> **EXERCISE**
Answer these questions from the extract on Moulay Idriss Zerhoun:
1. From which city did the writer and Aziz arrive?
2. From where did Moulay Idriss come, and in about what year?
3. What kind of tree stands next to the Roman bath?

> **EXTRACT**
(begin)
Morocco’s holiest city – Moulay Idriss Zerhoun

Cara Ghassemian

Copyright AIMTours 2024

Moulay Idriss Zerhoun in the distance

Aziz my driver and I arrived from Casablanca, in Moulay Idriss Zerhoun, the most holy city in Morocco, after dark.

We woke the next morning in our wholly female-owned-and-managed dar to glorious spring sunshine. It was windy as is usual at that time of year – facilitating pollination of the surrounding canopy of spring wildflowers and a Shakespearean symbol of cleansing and rebirth.

We sat on the terrace and ate our first Moroccan breakfast of our latest adventure together, including fresh bread and, unusually for Morocco, raisins.

A sample of spring wildflowers around Moulay Idriss

Moulay Idriss arrived from Saudi Arabia in about 789 AD, to spread the word of the Prophet Mohammed to the local Berber population. He started a family with a local woman, and was to become the ruler of Morocco’s first Islamic Idrisid Dynasty.  He is now interred here and his grand mausoleum dominates the city. It is only accessible to Moslems, many of whom have made their pilgrimage to this place over the centuries, from all over the world.

For many years, non-Moslems were not permitted to visit this holiest of cities at all, and then later, only during daylight hours.

Today, Moulay Idriss Zerhoun remains a strikingly non-touristic city with a prevailing religiosity – like Chefchaouen, but without the tourist crowds or the made-in-China souvenirs or other trinkets.

For Aziz and I, the “first station of the crescent” on our pilgrimage here was the Roman bath, now dry, on the outskirts of the city. Standing adjacent to it is a staturesque Australian gum tree that drew my eyes up to the sky and seemed to me to be symbolic or mystically meaningful in some way. There were loads of wildflowers everywhere. I surveyed and photographed fields of them, as the Call to Prayer vibrated across the scene from the minaret of a nearby – but unseen – mosque. During this, I felt that momentary release from the melancholic state of spiritual homesickness and a quietening (however fleeting) of existential angst, that I always do, during the Adhan. The beauty of the fields of spring flowers, this day, added to the intensity of that feeling.
(end)
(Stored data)
(begin)
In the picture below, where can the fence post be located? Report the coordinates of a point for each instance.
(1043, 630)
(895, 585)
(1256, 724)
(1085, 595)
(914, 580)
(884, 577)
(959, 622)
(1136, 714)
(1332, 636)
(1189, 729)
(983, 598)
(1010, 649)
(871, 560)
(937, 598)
(end)
(begin)
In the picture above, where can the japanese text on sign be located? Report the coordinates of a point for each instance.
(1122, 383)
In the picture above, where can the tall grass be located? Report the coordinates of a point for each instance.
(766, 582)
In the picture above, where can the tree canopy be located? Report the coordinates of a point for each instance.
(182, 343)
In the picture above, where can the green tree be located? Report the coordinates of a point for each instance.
(end)
> **RESPONSE TO THIS TASK**
1. Casablanca.
2. Saudi Arabia, in about 789 AD.
3. An Australian gum tree.